— DATA FOR PROCESSING —
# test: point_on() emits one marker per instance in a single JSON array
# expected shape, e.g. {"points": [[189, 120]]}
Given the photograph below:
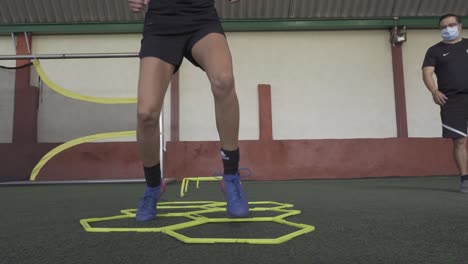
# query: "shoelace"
{"points": [[147, 200]]}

— REQUIREMENTS —
Quote the records above word for word, leaving out the pictures.

— ANSWER TO THIS PROBLEM —
# test: point_on() emits one marker per instance in a single JSON array
# expected shape, e.g. {"points": [[189, 120]]}
Given the photograph below:
# query: "shoelace"
{"points": [[147, 200]]}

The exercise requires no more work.